TEXTO PROPORCIONADO.
+---+
Lo que se dice con ostentación que no ha de hacerse es lo que con frecuencia se realiza. Precisamente por quienes lo pregonan. Y no deja de ser curioso que no le vean relación. Y no siempre es a los otros a quienes les ocurre. Quizá, a los propios ojos, no la tenga directamente, pero es llamativo hasta qué punto, habiéndola, nos cuesta encontrarla. Que haya quienes necesiten bien poco para establecerla no significa que a veces sorprenda oír hablar, oírnos hablar, de asuntos que nos desconciertan y alarman, y que bastaría con que nos fijáramos mínimamente para hallarlos en nuestro propio proceder.
Mientras continúa la minuciosa consideración y la precisa descripción de lo que no parece adecuado, son los demás quienes advierten que se diría que hablamos de nosotros mismos. Es frecuente verse en la tesitura y quizás un destello nos otorgue el incómodo don de reconocernos en lo que rechazamos. Pero podría ocurrir que, sin que semejante lucidez llegara, el discurso prosiguiera ante el estupor de quienes no tardarían en suponer que cuanto decimos parecería ser autobiográfico. O que, en todo caso, lo es de quien más énfasis pone en encontrarlo improcedente.
Tamaña presuposición convoca a la necesidad de la siempre imprescindible conveniencia de ser cautos, si es que ser sencillos o un tanto razonables resulta demasiado. El ardor que mantenemos podría ser indicio de lo que nos resulta insoportable, pero cabe la posibilidad de que en cierta medida también contribuya a ello el que hay en nosotros mismos, siquiera vestigios, que nos inducirían a pensar que, en ciertas circunstancias, y con los debidos atenuantes razonados, estaríamos a la altura de lo que tanto nos incomoda.
+---+
OBJETIVO DEL EJERCICIO.
Copia textualmente el tramo del texto sobre reprochar a otros lo que uno mismo hace, desde "Lo que se dice" hasta "nuestro propio proceder.".

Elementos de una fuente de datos
+---+
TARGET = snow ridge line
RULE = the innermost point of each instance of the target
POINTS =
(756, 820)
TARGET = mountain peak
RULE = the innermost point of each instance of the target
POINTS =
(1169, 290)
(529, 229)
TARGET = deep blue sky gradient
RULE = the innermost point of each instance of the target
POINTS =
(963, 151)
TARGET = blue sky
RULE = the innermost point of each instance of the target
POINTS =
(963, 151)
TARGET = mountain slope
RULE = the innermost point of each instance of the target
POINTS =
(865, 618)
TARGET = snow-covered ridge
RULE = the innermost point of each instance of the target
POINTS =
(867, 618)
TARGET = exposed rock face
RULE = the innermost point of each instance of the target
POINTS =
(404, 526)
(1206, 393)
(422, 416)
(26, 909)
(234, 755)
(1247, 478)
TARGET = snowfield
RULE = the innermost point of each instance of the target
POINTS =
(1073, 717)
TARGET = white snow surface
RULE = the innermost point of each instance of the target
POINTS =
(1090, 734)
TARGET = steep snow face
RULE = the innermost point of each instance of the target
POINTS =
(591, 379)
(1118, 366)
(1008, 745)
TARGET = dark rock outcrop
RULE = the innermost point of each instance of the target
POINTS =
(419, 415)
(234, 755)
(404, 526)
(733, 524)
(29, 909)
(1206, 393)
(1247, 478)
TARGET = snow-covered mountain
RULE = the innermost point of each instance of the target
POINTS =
+---+
SOLUCIÓN DEL PROBLEMA.
Lo que se dice con ostentación que no ha de hacerse es lo que con frecuencia se realiza. Precisamente por quienes lo pregonan. Y no deja de ser curioso que no le vean relación. Y no siempre es a los otros a quienes les ocurre. Quizá, a los propios ojos, no la tenga directamente, pero es llamativo hasta qué punto, habiéndola, nos cuesta encontrarla. Que haya quienes necesiten bien poco para establecerla no significa que a veces sorprenda oír hablar, oírnos hablar, de asuntos que nos desconciertan y alarman, y que bastaría con que nos fijáramos mínimamente para hallarlos en nuestro propio proceder.